▶ _Records to use_
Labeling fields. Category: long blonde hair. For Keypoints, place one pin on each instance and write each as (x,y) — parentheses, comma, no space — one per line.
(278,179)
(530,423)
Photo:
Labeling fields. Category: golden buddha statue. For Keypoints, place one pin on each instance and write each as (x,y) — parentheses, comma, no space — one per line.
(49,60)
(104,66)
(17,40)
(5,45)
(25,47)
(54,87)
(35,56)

▶ _Exercise_
Rewrite the records with every "pin" changed to "point" and the rest left unchanged.

▶ _Exercise result_
Labeling fields. Category: long blonde hair. For Keypoints, place one point on each instance and write each as (x,y) — parentheses, comma, no space — one per line.
(278,179)
(530,423)
Photo:
Labeling fields. Category: golden buddha statue. For Keypoints, place one point on each instance and write each as (x,y) — parentheses, comma, no space — one per line.
(49,60)
(104,66)
(17,40)
(5,45)
(25,47)
(54,87)
(35,56)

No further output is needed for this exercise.